■ What you are asked to do: How many lines in the listing below contain the word "baseball" with matching capitalization? Reply with the number alone.
— start Data excerpts —
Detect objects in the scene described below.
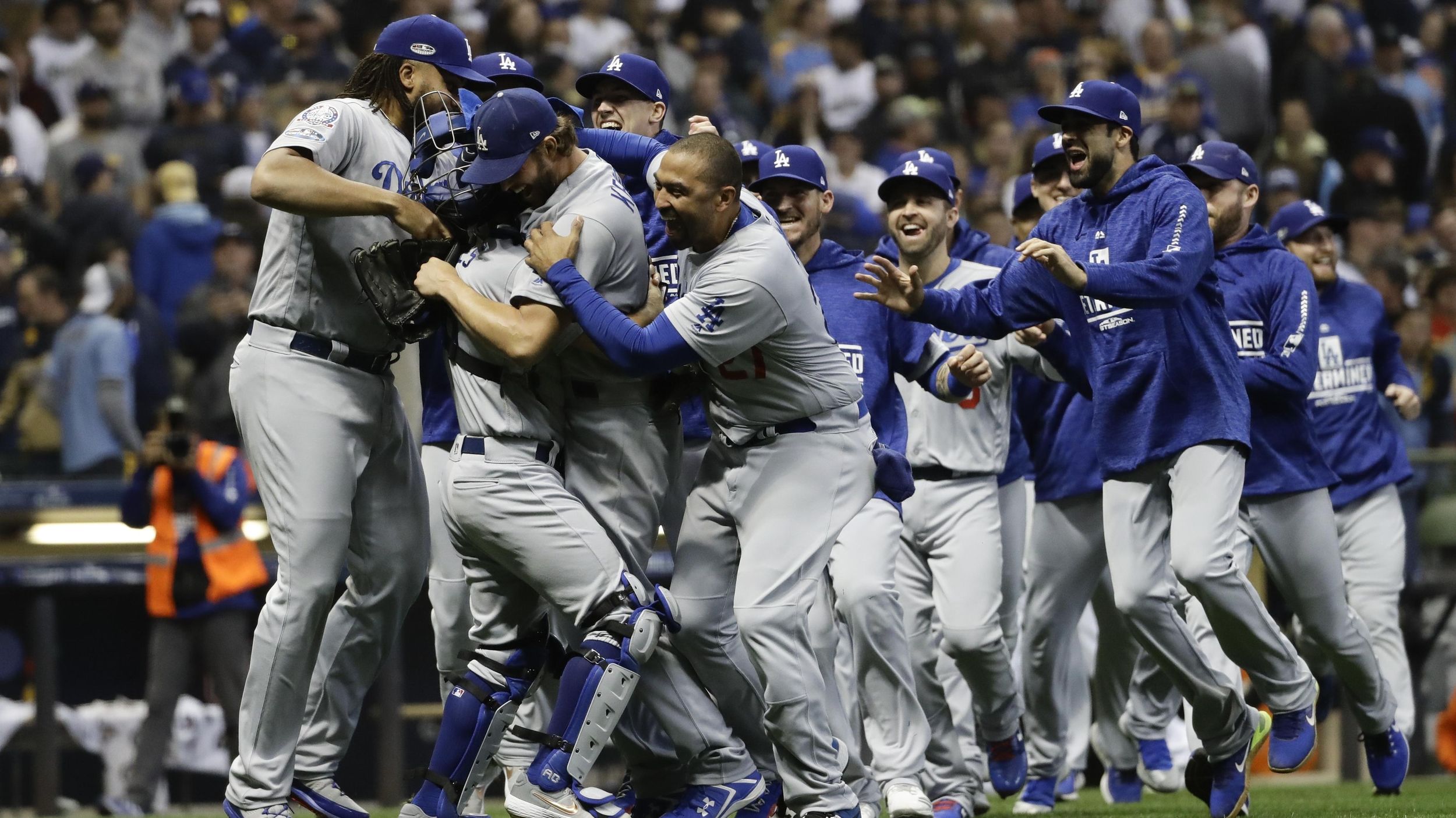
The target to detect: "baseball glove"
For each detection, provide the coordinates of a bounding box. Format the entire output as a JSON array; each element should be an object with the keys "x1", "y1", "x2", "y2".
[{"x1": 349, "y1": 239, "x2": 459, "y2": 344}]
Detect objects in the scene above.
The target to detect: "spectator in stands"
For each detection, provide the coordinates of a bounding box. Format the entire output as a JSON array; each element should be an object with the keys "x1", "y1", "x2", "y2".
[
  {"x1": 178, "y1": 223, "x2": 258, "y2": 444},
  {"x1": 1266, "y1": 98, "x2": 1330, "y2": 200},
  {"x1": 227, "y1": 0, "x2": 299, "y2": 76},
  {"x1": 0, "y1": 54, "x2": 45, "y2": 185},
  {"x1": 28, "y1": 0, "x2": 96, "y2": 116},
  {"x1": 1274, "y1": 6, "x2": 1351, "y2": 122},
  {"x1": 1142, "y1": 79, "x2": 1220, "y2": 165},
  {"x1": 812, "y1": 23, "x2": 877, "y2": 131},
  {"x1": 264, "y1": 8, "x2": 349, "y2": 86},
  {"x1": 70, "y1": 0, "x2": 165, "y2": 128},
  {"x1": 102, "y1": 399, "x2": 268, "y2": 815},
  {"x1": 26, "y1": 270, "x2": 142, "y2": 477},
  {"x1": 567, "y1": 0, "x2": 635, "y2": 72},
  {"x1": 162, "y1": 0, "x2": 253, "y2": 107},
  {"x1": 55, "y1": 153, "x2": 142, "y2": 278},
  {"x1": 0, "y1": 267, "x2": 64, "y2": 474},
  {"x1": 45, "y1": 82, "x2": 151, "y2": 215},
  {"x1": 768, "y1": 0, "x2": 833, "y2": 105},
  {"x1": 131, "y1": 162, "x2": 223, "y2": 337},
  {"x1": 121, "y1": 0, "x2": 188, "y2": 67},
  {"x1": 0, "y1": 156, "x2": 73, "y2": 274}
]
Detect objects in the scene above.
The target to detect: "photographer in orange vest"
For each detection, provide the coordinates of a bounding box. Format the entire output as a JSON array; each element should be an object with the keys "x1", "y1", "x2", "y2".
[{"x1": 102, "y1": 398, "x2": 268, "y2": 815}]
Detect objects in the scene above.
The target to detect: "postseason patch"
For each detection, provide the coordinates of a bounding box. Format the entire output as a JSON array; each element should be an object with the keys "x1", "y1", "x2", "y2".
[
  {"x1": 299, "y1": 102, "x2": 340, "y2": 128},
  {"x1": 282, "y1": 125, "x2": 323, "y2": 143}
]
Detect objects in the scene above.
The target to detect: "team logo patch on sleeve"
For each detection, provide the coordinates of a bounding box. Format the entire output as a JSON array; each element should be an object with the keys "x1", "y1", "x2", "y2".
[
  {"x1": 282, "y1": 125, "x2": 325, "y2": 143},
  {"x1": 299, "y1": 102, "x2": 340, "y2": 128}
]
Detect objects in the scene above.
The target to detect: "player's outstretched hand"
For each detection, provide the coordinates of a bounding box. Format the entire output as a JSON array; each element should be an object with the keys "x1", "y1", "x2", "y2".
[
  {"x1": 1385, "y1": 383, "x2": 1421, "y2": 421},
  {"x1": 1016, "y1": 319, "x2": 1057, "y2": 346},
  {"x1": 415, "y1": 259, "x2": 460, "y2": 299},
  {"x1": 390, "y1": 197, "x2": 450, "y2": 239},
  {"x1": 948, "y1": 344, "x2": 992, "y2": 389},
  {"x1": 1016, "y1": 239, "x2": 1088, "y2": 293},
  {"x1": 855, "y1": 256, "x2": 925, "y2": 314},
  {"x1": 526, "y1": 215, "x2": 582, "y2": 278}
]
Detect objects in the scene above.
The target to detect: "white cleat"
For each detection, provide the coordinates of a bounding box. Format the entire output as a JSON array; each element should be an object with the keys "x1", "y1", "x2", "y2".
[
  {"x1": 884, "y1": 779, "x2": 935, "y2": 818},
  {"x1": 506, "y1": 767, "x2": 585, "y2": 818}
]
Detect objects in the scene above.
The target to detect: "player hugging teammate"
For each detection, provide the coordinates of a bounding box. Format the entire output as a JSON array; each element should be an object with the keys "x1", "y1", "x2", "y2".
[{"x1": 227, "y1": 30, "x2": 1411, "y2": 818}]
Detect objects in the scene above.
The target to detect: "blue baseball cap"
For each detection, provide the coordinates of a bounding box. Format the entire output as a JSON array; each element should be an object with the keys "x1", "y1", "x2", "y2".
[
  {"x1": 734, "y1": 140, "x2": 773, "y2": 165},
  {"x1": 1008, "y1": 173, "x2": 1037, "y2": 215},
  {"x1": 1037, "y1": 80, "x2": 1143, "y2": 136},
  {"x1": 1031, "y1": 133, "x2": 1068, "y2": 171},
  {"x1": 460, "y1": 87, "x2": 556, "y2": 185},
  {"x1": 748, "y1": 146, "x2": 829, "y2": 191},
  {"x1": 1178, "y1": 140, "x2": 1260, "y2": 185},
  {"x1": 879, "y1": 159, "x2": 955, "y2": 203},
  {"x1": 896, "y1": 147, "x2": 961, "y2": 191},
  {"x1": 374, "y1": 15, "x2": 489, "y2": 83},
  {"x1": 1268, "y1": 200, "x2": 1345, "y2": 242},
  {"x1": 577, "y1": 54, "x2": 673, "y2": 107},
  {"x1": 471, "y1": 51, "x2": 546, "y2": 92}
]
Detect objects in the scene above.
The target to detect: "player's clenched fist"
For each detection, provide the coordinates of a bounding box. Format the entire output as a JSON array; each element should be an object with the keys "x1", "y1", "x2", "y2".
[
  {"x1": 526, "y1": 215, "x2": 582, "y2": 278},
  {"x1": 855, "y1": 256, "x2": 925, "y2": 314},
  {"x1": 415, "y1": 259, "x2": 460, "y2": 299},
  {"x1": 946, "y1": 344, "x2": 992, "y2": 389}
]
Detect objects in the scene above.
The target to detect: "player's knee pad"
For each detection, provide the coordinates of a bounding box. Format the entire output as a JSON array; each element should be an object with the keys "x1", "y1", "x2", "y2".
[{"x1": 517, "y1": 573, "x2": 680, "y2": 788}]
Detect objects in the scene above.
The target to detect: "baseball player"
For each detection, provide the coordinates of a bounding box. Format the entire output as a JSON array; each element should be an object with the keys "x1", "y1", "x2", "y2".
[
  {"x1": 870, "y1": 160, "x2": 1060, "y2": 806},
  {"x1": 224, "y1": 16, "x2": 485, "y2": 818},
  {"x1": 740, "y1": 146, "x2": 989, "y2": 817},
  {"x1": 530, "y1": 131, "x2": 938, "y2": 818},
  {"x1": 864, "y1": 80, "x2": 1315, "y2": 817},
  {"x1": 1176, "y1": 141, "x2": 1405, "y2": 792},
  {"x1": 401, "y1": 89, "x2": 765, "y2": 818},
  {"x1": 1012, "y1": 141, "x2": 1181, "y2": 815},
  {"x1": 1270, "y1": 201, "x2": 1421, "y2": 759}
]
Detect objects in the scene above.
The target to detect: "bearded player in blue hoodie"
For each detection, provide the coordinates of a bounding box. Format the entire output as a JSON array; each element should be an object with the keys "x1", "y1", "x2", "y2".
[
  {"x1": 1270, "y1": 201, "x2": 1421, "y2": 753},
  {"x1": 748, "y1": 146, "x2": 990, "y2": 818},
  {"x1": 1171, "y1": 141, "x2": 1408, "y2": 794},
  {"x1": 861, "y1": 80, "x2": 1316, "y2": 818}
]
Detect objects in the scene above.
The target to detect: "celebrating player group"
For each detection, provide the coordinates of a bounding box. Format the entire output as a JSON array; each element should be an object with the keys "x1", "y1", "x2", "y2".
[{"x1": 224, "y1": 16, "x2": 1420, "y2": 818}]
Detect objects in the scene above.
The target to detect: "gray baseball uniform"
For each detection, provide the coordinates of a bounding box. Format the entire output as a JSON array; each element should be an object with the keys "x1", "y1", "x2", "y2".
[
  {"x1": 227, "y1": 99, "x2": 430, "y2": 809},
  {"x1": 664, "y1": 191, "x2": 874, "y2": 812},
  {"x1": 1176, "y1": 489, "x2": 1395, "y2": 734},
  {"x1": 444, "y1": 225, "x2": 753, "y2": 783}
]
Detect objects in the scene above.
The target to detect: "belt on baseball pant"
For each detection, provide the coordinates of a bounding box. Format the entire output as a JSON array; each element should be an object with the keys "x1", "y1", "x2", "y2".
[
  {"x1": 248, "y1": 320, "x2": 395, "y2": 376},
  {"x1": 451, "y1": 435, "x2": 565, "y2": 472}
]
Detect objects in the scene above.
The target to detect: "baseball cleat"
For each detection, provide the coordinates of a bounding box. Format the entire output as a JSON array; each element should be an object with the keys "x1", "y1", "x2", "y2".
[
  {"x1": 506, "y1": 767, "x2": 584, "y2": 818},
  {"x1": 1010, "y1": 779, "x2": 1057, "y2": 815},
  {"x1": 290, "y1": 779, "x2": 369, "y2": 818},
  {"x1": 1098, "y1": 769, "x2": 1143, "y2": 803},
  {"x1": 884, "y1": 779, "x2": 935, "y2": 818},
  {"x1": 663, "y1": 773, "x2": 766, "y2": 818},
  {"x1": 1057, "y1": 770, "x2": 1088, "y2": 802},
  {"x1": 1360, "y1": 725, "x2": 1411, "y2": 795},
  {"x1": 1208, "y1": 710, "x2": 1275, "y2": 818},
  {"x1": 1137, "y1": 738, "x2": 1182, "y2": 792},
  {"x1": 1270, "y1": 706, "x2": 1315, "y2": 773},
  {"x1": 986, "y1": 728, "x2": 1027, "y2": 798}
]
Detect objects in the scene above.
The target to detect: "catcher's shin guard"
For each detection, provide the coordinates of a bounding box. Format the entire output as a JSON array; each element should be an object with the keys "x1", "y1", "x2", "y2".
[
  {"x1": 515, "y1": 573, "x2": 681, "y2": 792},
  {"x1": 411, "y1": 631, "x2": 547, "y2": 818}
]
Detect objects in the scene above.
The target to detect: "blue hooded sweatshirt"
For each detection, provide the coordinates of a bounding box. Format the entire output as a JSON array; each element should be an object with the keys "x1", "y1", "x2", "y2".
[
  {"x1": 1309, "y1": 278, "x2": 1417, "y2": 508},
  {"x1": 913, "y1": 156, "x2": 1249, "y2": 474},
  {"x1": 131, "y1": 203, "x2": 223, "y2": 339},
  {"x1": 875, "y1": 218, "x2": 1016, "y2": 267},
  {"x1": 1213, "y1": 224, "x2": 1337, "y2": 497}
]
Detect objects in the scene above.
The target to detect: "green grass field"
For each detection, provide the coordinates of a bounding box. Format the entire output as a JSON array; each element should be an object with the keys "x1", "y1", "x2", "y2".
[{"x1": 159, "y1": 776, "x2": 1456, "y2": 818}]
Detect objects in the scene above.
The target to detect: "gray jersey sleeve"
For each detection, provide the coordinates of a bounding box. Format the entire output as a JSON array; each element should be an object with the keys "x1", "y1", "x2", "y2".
— end Data excerpts —
■ Reply to the exercise: 6